* _WORK TO COMPLETE_
Copy every line of the listing below character for character, but leave out the pictures.
--- BEGIN ---
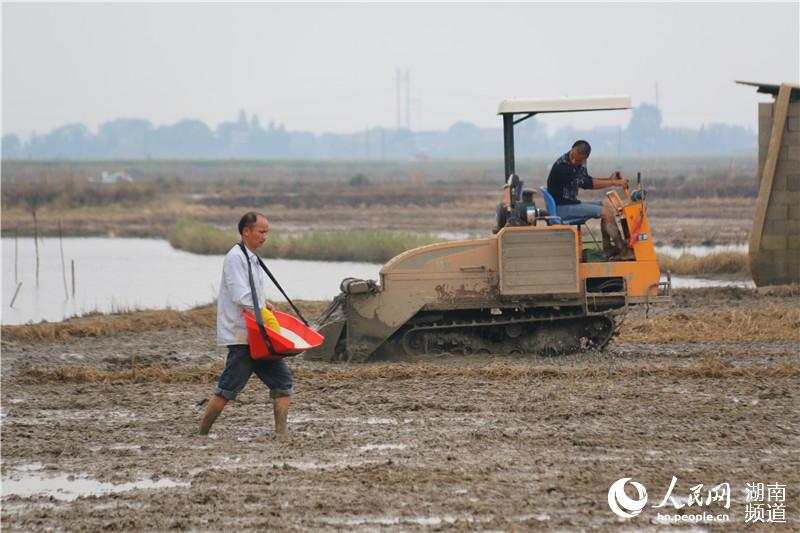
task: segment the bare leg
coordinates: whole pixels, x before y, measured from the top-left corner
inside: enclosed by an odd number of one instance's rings
[[[630,255],[627,243],[619,231],[617,220],[614,217],[614,209],[608,203],[608,200],[603,202],[603,214],[600,220],[600,230],[603,234],[603,252],[606,257],[622,257],[627,258]]]
[[[201,435],[208,435],[208,431],[211,429],[214,421],[225,408],[225,404],[227,403],[228,400],[222,396],[214,395],[211,397],[211,400],[208,402],[208,407],[206,407],[206,414],[203,416],[203,420],[200,422]]]
[[[272,410],[275,414],[275,433],[286,433],[286,419],[289,416],[289,399],[291,396],[281,396],[272,399]]]

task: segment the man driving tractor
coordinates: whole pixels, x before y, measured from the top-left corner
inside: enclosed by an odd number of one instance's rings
--- END ---
* _COMPLETED TASK_
task: segment the bare leg
coordinates: whole pixels, x before y, measured from the top-left corner
inside: enclosed by an odd number of one instance's rings
[[[630,255],[627,243],[619,231],[617,220],[614,217],[614,209],[608,203],[608,200],[603,202],[603,214],[600,220],[600,230],[603,234],[603,252],[606,257],[622,257],[627,258]]]
[[[201,435],[208,435],[208,431],[211,429],[214,421],[225,408],[225,404],[227,403],[228,400],[222,396],[214,395],[211,397],[211,400],[208,402],[208,407],[206,407],[206,414],[203,416],[203,420],[200,422]]]
[[[272,410],[275,414],[275,433],[286,433],[286,419],[289,416],[289,399],[291,396],[281,396],[272,399]]]

task: segment the man driving tractor
coordinates: whole pixels, x before y, measured from the top-left corner
inside: enclosed by an odd number of one instance's rings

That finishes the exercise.